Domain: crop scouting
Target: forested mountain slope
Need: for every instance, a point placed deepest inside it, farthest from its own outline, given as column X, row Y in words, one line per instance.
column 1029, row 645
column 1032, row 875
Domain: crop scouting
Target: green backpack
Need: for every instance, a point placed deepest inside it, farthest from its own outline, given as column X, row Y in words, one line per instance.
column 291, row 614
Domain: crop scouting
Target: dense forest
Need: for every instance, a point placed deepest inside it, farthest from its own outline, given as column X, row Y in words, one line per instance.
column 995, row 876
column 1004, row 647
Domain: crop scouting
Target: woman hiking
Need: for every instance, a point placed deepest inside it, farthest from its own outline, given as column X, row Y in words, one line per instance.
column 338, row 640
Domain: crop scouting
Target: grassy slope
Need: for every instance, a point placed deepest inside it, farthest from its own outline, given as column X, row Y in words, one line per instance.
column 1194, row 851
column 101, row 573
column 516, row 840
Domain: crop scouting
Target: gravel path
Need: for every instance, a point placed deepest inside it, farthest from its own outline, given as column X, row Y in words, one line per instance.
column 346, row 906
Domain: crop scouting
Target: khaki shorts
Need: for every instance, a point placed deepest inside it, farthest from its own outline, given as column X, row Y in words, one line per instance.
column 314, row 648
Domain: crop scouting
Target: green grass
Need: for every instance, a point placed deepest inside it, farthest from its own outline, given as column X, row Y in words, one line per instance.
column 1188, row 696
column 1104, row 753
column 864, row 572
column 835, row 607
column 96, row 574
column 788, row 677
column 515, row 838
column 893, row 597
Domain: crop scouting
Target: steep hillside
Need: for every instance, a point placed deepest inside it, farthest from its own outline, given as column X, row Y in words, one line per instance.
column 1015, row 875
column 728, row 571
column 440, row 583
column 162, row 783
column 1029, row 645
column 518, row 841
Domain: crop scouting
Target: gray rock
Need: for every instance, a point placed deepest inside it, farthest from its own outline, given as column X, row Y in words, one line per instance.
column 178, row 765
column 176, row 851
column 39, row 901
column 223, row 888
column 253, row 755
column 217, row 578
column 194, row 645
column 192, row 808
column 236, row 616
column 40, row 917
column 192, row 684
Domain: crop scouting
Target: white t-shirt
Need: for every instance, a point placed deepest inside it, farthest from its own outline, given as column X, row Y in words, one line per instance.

Task directions
Retype all of the entries precisely as they are.

Completed exercise
Domain: crop scouting
Target: forested mountain slope
Need: for every instance, a point placed deepest inside it, farthest from its own outline, given as column X, row Y in words, one line per instance.
column 1029, row 645
column 1032, row 875
Domain: crop scouting
Target: green backpack
Need: for every instance, a point placed deepest inside it, farthest from its own outline, given as column X, row Y in words, one line per instance.
column 291, row 614
Domain: crop scouting
Target: dense forest
Need: for every instance, a point placed deepest inside it, farthest from its own outline, given as column X, row Y in words, one line per instance.
column 995, row 876
column 1004, row 647
Domain: crop scouting
Target: woman hiking
Need: for every instance, a point placed deepest inside it, farthest from its own outline, given as column X, row Y in words, one line per instance.
column 338, row 640
Domain: crop scouting
Target: grassy slope
Need: for every instance, a point placed deepest inside it, farthest from its own outline, given as column X, row Y in words, one line per instance.
column 1194, row 851
column 101, row 573
column 516, row 840
Domain: crop scouting
Target: gravel path
Need: for every instance, a point placed deepest inside it, farthest from its own outline, given as column X, row Y in words, one line per instance.
column 346, row 906
Domain: crop scouting
Target: khaki shorts
Need: for every instance, a point placed deepest inside it, farthest from its own outline, given as column X, row Y in words, one line per instance.
column 314, row 648
Domain: crop scouting
Target: green grass
Need: for every instance, a point placed deepest inside it, farthest from its own outline, given as column X, row Y in words, one line per instance.
column 1188, row 696
column 1104, row 753
column 864, row 572
column 835, row 607
column 96, row 574
column 788, row 677
column 515, row 838
column 893, row 597
Domain: crop scouting
Target: steep hillside
Need: for every instance, a point placed deepest inside it, farthest from its own outline, given as column X, row Y in words, one line per instance.
column 1015, row 875
column 728, row 571
column 440, row 583
column 162, row 783
column 1029, row 645
column 518, row 841
Domain: crop scouting
Target: gray rock
Need: for every instance, a point placed deepest inside it, farthest from its own outline, given as column X, row Y in words, one line per instance.
column 178, row 765
column 176, row 851
column 39, row 901
column 223, row 888
column 253, row 755
column 217, row 578
column 194, row 645
column 192, row 808
column 236, row 616
column 40, row 917
column 192, row 684
Domain: crop scouting
Target: white t-shirt
Need: for every instance, a point placed deepest inside it, farthest from its own outline, given as column X, row Y in words, one line per instance.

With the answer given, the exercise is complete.